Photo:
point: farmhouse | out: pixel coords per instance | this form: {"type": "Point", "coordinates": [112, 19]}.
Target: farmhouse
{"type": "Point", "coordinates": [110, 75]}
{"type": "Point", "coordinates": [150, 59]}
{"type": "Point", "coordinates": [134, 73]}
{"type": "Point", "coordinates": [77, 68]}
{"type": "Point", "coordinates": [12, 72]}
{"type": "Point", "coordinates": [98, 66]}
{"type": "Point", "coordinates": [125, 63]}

Goal of the exercise:
Each record should come back exactly as written.

Exercise solution:
Photo:
point: farmhouse | out: pixel coords per instance | this form: {"type": "Point", "coordinates": [112, 19]}.
Target: farmhouse
{"type": "Point", "coordinates": [110, 75]}
{"type": "Point", "coordinates": [150, 59]}
{"type": "Point", "coordinates": [134, 73]}
{"type": "Point", "coordinates": [77, 68]}
{"type": "Point", "coordinates": [12, 72]}
{"type": "Point", "coordinates": [98, 66]}
{"type": "Point", "coordinates": [125, 63]}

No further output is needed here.